__Your instructions__: Transcribe every line of the records verbatim.

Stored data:
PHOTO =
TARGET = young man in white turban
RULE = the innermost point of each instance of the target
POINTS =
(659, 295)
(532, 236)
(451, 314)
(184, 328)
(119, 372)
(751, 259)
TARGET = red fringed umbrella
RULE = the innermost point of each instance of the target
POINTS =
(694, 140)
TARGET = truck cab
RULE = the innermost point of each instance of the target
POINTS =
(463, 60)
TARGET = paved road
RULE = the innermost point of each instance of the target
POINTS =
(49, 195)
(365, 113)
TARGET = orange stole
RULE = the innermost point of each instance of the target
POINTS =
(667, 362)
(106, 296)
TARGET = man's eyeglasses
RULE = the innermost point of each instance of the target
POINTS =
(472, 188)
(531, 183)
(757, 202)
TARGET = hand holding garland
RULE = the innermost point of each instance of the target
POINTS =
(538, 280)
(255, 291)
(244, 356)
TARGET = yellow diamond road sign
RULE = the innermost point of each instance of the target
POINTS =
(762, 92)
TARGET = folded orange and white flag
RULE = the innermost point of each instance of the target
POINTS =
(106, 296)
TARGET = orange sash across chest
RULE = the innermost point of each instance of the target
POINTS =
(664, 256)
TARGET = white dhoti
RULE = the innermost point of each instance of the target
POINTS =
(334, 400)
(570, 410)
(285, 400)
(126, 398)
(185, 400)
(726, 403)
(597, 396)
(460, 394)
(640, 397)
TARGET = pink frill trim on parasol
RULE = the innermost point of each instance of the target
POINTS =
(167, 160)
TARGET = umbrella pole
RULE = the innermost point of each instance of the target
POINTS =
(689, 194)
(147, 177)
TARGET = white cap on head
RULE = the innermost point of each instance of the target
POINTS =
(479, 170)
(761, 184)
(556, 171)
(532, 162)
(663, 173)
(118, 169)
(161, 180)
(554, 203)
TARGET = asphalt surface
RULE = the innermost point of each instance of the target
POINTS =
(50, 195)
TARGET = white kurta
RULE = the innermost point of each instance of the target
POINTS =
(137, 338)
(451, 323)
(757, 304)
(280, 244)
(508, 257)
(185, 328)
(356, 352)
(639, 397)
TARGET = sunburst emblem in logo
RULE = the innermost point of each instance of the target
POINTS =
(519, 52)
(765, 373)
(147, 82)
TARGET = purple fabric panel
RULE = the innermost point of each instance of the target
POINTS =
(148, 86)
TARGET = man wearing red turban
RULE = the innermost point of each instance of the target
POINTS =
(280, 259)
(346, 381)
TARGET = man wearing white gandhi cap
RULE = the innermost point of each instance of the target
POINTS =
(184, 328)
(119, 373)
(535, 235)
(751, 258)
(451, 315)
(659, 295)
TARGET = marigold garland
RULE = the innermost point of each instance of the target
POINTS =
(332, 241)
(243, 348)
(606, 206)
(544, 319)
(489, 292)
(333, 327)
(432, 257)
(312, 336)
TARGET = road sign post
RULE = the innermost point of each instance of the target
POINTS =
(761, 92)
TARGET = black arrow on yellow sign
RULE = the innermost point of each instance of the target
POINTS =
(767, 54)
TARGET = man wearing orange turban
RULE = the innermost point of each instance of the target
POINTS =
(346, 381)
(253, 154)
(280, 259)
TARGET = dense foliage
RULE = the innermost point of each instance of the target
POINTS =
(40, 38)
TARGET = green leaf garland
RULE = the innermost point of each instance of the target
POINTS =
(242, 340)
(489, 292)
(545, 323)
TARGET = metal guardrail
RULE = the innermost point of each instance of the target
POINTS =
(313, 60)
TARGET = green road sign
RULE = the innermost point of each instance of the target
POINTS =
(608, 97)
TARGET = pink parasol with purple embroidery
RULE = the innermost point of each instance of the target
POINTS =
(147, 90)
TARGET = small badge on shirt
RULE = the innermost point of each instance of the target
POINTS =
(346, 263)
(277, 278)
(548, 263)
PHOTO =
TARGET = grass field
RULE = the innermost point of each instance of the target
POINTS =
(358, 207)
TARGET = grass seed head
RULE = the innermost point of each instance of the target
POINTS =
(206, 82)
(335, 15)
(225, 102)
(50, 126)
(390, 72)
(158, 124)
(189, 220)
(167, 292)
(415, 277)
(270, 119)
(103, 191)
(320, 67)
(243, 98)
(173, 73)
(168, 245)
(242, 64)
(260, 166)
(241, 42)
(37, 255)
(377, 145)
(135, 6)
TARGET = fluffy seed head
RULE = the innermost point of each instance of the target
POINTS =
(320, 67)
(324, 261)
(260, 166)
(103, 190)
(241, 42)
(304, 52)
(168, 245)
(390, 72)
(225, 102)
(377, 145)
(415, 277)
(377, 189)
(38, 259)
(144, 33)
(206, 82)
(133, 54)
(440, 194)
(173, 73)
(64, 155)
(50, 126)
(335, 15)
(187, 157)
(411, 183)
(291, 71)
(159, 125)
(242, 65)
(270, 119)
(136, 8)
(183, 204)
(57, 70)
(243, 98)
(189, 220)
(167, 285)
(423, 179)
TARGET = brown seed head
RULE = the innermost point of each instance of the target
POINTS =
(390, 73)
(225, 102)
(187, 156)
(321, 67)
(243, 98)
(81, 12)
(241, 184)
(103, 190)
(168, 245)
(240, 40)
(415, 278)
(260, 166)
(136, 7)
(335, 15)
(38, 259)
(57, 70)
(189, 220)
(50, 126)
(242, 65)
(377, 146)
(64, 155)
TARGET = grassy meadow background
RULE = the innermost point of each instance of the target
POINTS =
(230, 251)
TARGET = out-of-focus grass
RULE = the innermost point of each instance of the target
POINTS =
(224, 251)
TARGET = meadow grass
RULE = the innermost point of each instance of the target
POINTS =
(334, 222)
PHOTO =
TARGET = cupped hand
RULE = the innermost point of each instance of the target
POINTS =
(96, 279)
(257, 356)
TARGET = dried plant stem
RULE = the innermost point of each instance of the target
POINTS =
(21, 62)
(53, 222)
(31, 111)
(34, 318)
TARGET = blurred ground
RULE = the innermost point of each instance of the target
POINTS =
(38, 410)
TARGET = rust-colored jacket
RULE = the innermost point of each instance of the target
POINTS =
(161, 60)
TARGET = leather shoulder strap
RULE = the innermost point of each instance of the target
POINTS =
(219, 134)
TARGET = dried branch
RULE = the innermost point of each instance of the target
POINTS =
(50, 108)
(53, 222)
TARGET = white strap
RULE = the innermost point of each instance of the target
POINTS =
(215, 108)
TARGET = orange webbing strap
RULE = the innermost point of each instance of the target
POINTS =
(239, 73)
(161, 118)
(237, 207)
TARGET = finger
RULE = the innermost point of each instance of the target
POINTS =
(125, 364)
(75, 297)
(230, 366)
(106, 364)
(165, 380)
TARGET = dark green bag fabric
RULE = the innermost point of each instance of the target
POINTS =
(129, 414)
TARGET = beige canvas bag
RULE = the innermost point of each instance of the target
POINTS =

__Full output__:
PHOTO =
TARGET = young man in white turban
RULE = the innermost point of each instance of the target
POINTS =
(659, 295)
(532, 236)
(451, 314)
(184, 328)
(119, 372)
(751, 259)
TARGET = red fringed umbrella
RULE = the innermost point of each instance of the target
POINTS =
(694, 140)
TARGET = truck cab
RULE = the innermost point of each instance of the target
POINTS =
(463, 60)
TARGET = paved road
RULE = the innermost point of each instance of the target
POINTS =
(49, 195)
(365, 113)
TARGET = orange stole
RULE = the innermost point of each instance of the target
POINTS =
(667, 362)
(106, 296)
TARGET = man's eyeglasses
RULE = the innermost point of each instance of the target
POINTS =
(472, 188)
(531, 183)
(757, 202)
TARGET = hand holding garland
RULE = the innermost point of each instance of the target
POINTS =
(538, 280)
(255, 291)
(244, 356)
TARGET = yellow diamond road sign
RULE = the innermost point of each instance of the target
POINTS =
(762, 92)
TARGET = folded orange and white flag
RULE = the innermost point of each instance of the target
POINTS =
(106, 296)
TARGET = orange sash across chest
RULE = the innermost point of each instance of the target
POINTS =
(664, 256)
TARGET = white dhoti
RULE = the innermost point of each instance of the target
POINTS =
(334, 400)
(570, 410)
(285, 400)
(126, 398)
(185, 400)
(726, 403)
(597, 396)
(460, 394)
(640, 397)
TARGET = pink frill trim on parasol
RULE = the innermost point of each instance of the target
POINTS =
(167, 160)
TARGET = umbrella pole
RULE = the innermost point of each instance of the target
POINTS =
(689, 194)
(147, 177)
TARGET = white cap on head
RULE = the innermost point of each instance of the target
POINTS =
(479, 170)
(761, 184)
(556, 171)
(532, 162)
(663, 173)
(118, 169)
(161, 180)
(554, 203)
TARGET = asphalt surface
RULE = the innermost point of each instance of the target
POINTS =
(50, 195)
TARGET = white kurta
RULE = the innermost point of each instance of the target
POINTS =
(137, 338)
(451, 323)
(757, 304)
(280, 244)
(508, 257)
(185, 328)
(356, 352)
(639, 397)
TARGET = sunburst emblem in logo
RULE = the innermost point of each instance of the target
POINTS =
(519, 52)
(765, 373)
(147, 82)
TARGET = purple fabric panel
RULE = the innermost point of each instance of the target
POINTS =
(148, 86)
TARGET = man wearing red turban
RULE = the innermost point of each instance of the target
POINTS =
(280, 259)
(346, 381)
TARGET = man wearing white gandhi cap
RULE = the innermost point of each instance of the target
POINTS =
(184, 328)
(119, 373)
(535, 235)
(751, 258)
(451, 315)
(659, 295)
TARGET = marigold garland
RULE = the innermost point of each instance of the target
POINTS =
(332, 241)
(243, 348)
(606, 206)
(544, 319)
(489, 292)
(333, 327)
(432, 257)
(312, 336)
TARGET = road sign post
RULE = the innermost point of each instance of the target
POINTS =
(761, 92)
TARGET = black arrow on yellow sign
RULE = the innermost point of each instance of the target
POINTS =
(767, 54)
TARGET = man wearing orange turban
RULE = the innermost point of each instance of the target
POINTS =
(346, 381)
(253, 154)
(280, 259)
TARGET = dense foliage
RULE = the innermost point of each instance of the target
POINTS =
(40, 38)
TARGET = green leaf garland
RULE = the innermost point of each instance of the target
POINTS =
(242, 340)
(489, 292)
(545, 323)
TARGET = metal guardrail
RULE = the innermost point of each instance of the target
POINTS =
(313, 60)
TARGET = green road sign
RULE = the innermost point of each instance of the target
POINTS =
(608, 97)
TARGET = pink parasol with purple embroidery
RULE = the innermost point of each instance of the target
POINTS =
(147, 90)
TARGET = small badge on shirt
RULE = the innermost point of each instance of the target
POINTS =
(346, 263)
(277, 278)
(548, 263)
PHOTO =
TARGET = grass field
RULE = the innermost point of each instance of the target
POINTS =
(358, 207)
TARGET = grass seed head
RULE = the innermost point of each instance of the target
POINTS =
(206, 82)
(335, 15)
(225, 102)
(50, 126)
(390, 72)
(158, 124)
(189, 220)
(167, 292)
(415, 277)
(270, 119)
(103, 191)
(320, 67)
(243, 98)
(173, 73)
(168, 245)
(242, 64)
(260, 166)
(241, 42)
(37, 255)
(377, 145)
(135, 6)
TARGET = fluffy seed head
RULE = the innermost point of each instance of the target
POINTS =
(320, 67)
(324, 261)
(260, 166)
(103, 190)
(241, 42)
(304, 52)
(168, 245)
(390, 72)
(225, 102)
(377, 145)
(415, 277)
(377, 189)
(38, 259)
(144, 33)
(206, 82)
(133, 54)
(440, 194)
(173, 73)
(64, 155)
(50, 126)
(335, 15)
(187, 157)
(411, 183)
(291, 71)
(159, 125)
(242, 65)
(270, 119)
(136, 8)
(183, 204)
(57, 70)
(243, 98)
(189, 220)
(167, 285)
(423, 179)
TARGET = brown seed head
RULE = the innermost point of each instance of the target
POINTS =
(390, 73)
(225, 102)
(187, 156)
(321, 67)
(243, 98)
(81, 12)
(241, 184)
(103, 190)
(168, 245)
(240, 40)
(415, 278)
(260, 166)
(136, 7)
(335, 15)
(38, 259)
(57, 70)
(189, 220)
(50, 126)
(242, 65)
(377, 146)
(64, 155)
TARGET = grassy meadow background
RULE = the innermost point of each instance of the target
POINTS =
(230, 251)
TARGET = out-of-focus grass
RULE = the innermost point of each instance of the target
POINTS =
(224, 251)
TARGET = meadow grass
RULE = the innermost point of each instance of the target
POINTS =
(334, 222)
PHOTO =
TARGET = cupped hand
RULE = the innermost point of each instance of the target
POINTS =
(96, 279)
(257, 356)
TARGET = dried plant stem
RULE = the innermost point of each instance of the target
POINTS =
(21, 62)
(53, 222)
(31, 111)
(34, 318)
TARGET = blurred ground
RULE = the innermost point of each instance of the target
POINTS =
(38, 410)
TARGET = rust-colored jacket
RULE = the innermost point of each instance of the target
POINTS =
(161, 60)
TARGET = leather shoulder strap
RULE = the innermost point of each instance of the target
POINTS =
(219, 134)
TARGET = dried branch
RULE = the innermost point of each instance of the target
POINTS =
(50, 108)
(53, 222)
TARGET = white strap
RULE = the innermost point of each instance of the target
POINTS =
(215, 108)
TARGET = orange webbing strap
RULE = the innermost point of each instance of the target
POINTS =
(239, 73)
(161, 118)
(237, 207)
TARGET = finger
RULE = the innermost point of each instance of the target
POINTS =
(125, 364)
(75, 297)
(230, 366)
(106, 364)
(165, 380)
TARGET = dark green bag fabric
RULE = the innermost point of each instance of the target
POINTS =
(129, 414)
TARGET = beige canvas bag
RULE = the innermost point of each instance of the target
POINTS =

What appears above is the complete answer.